__Directions__: Copy every line of the rows below that contains the word "gift".

__Material supplied__:
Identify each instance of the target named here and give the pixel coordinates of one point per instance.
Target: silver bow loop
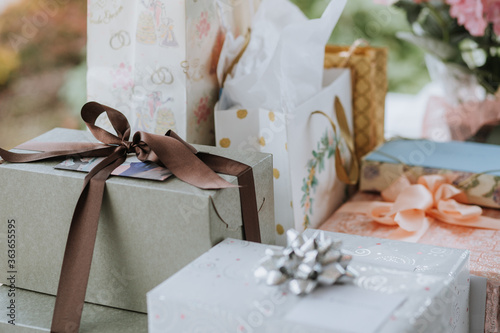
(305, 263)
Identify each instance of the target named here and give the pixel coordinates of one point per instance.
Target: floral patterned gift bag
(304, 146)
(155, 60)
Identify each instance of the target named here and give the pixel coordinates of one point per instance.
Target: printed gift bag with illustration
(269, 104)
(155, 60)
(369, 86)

--

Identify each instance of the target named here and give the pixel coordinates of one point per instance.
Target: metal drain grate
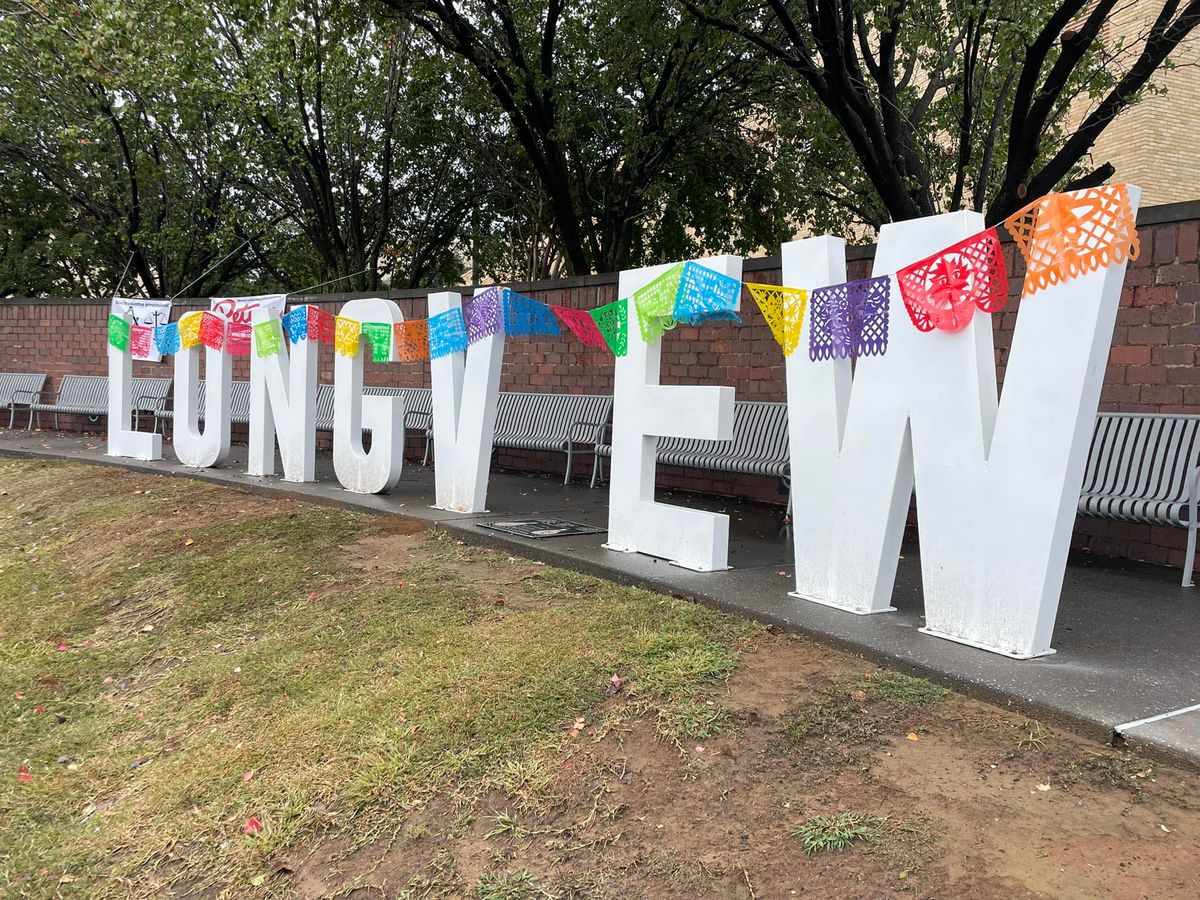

==

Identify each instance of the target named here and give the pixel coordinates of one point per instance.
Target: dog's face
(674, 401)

__Task result__:
Target: floral patterned gift bag
Target: printed gift bag with illustration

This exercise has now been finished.